Source →
--

Debate: Which tax would you axe? (Part 2)
Abolish corporation tax, says the IEA’s Chief Economist Julian Jessop
Corporate taxation is no longer fit for purpose. Globalisation has made it easier to shift profits around the world and harder for governments to determine how much tax a multinational should pay in any particular jurisdiction. New technologies make it possible for companies to earn large revenues in countries where they do not have a physical presence. The growing importance of intangible assets, such as brands and computer algorithms, has also made it easier for companies to claim more value is created in countries where tax rates are lower.
There are two ways in which to respond. One is to try to modernise the system. Proposals include taxing companies according to the amount of sales they make in a particular country, and the people and assets they employ there. The EU has suggested a digital turnover tax. But these all risk introducing new distortions.
The other, more radical approach is to phase out corporation tax (CT) altogether. This proposal is not meant to upset the social justice warriors. Instead, it starts from the fact that all taxes are ultimately paid by people, not companies. Firms are simply groups of people coming together to work more efficiently. Some of the burden of CT is borne by shareholders, as presumably intended. But some also lands on consumers, as higher prices, on employees, as lower wages, and on the wider economy in the form of fewer jobs and lower investment.
What’s more, the company itself is simply a legal entity: it does not go to school, use taxpayer-funded healthcare or receive a state pension. When its activities do take up resources, such as labour or property, it already pays for them with something extra on top for the government, including employment taxes and business rates.
Of course, governments will still need to raise money. The obvious thing to do is to replace CT with a tax on dividends when these are actually paid out to shareholders. Estonia already levies corporate income tax on distributed profits. This would be more efficient, but also fairer. Shareholders will typically be better off than the general population. Shifting the burden further towards dividends would therefore make the tax system more progressive. This is surely something even the most blinkered of “fair tax” campaigners would support.

--

Entries supplied →
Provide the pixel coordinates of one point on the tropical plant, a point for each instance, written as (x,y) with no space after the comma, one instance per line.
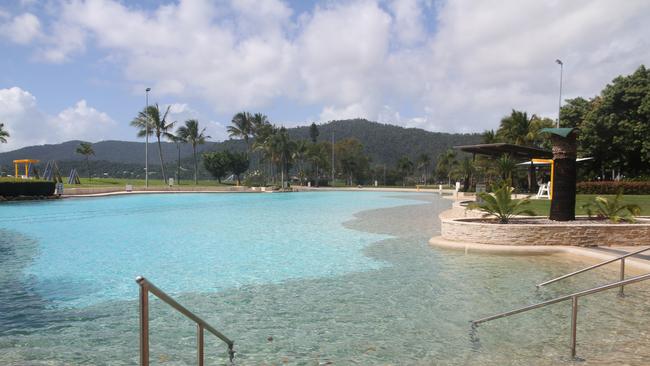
(192,134)
(313,132)
(150,120)
(86,149)
(423,163)
(405,166)
(3,134)
(217,163)
(178,140)
(242,127)
(501,205)
(612,209)
(237,164)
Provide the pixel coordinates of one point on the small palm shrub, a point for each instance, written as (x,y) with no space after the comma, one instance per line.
(612,209)
(501,205)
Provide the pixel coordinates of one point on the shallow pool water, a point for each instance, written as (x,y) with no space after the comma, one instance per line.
(308,278)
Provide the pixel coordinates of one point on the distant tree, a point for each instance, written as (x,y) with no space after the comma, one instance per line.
(237,164)
(405,166)
(217,163)
(178,140)
(192,134)
(351,159)
(313,132)
(3,134)
(423,163)
(86,149)
(445,164)
(150,120)
(242,127)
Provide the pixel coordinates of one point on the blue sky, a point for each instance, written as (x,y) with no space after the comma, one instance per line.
(77,69)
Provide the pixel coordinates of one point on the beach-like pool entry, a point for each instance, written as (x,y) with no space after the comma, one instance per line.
(306,278)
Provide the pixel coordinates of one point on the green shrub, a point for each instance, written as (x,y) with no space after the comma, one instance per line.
(613,187)
(27,188)
(612,209)
(501,205)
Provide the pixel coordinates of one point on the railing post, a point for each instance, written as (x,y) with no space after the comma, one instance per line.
(144,325)
(199,344)
(620,291)
(574,325)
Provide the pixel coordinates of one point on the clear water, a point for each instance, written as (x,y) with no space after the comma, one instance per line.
(309,278)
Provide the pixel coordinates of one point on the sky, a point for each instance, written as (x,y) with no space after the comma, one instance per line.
(78,69)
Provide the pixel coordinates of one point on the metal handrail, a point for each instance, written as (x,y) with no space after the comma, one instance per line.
(145,288)
(574,313)
(622,271)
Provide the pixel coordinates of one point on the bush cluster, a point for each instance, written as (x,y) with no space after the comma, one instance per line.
(27,188)
(613,187)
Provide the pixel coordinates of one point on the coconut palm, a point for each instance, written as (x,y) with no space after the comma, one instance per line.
(178,140)
(3,134)
(151,120)
(86,149)
(242,127)
(423,162)
(501,205)
(194,136)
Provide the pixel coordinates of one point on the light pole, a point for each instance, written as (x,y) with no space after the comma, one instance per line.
(146,143)
(559,106)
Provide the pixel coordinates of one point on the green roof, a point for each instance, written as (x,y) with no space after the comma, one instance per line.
(564,132)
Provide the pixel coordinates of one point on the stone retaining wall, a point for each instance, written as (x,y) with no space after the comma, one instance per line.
(473,231)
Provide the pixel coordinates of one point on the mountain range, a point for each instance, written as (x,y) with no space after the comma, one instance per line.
(383,143)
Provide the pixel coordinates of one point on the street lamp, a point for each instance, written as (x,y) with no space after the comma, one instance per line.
(559,107)
(146,144)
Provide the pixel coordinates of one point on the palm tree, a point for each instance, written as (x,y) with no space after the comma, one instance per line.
(3,134)
(191,134)
(423,162)
(150,120)
(242,127)
(178,140)
(446,162)
(86,149)
(404,165)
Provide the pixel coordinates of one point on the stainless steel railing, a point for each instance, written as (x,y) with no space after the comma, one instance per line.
(622,270)
(147,287)
(574,310)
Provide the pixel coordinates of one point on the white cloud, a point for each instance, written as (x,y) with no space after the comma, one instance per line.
(28,125)
(459,68)
(22,29)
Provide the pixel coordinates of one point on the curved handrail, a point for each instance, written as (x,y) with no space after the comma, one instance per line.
(621,258)
(145,288)
(574,297)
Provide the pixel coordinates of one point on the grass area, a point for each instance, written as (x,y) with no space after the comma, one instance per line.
(542,207)
(122,182)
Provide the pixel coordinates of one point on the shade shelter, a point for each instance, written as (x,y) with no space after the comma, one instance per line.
(26,163)
(516,151)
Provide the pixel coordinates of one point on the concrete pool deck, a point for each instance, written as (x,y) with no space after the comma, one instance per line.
(639,262)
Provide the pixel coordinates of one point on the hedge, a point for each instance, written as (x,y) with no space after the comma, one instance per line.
(29,188)
(613,187)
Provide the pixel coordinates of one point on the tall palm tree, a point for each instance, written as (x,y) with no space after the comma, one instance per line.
(192,135)
(86,149)
(178,140)
(3,134)
(242,127)
(404,165)
(157,125)
(423,162)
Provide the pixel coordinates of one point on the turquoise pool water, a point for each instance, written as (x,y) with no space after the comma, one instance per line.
(309,278)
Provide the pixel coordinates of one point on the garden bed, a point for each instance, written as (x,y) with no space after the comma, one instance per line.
(541,231)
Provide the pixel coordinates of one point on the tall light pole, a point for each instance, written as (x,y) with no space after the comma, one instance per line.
(146,143)
(559,105)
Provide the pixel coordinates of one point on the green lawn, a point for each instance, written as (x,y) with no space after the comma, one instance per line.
(542,207)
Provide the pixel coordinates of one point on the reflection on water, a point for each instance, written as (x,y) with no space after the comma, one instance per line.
(413,309)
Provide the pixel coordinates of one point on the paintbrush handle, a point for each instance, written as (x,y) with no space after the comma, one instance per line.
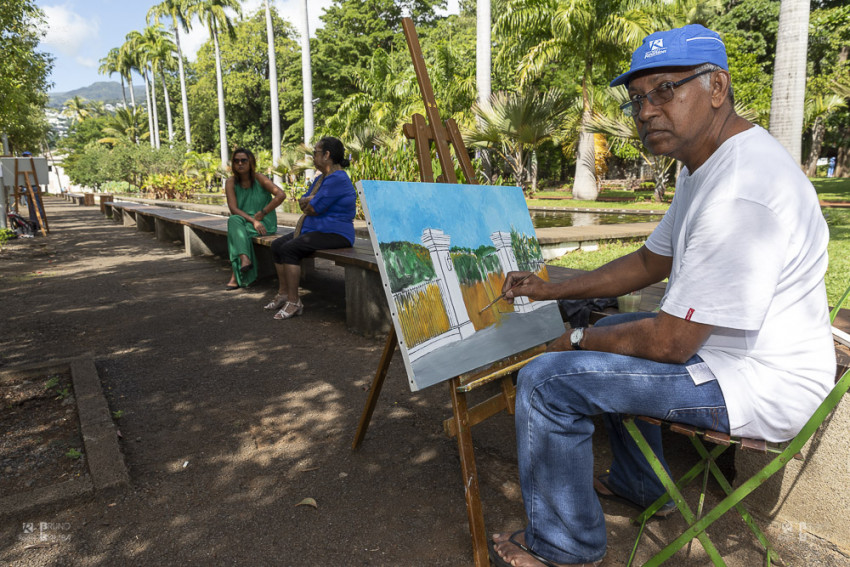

--

What you should do → Reproduce the passage of the corporation tax debate above from "Abolish corporation tax, says" up to and including "rates are lower.".

Reply →
Abolish corporation tax, says the IEA’s Chief Economist Julian Jessop
Corporate taxation is no longer fit for purpose. Globalisation has made it easier to shift profits around the world and harder for governments to determine how much tax a multinational should pay in any particular jurisdiction. New technologies make it possible for companies to earn large revenues in countries where they do not have a physical presence. The growing importance of intangible assets, such as brands and computer algorithms, has also made it easier for companies to claim more value is created in countries where tax rates are lower.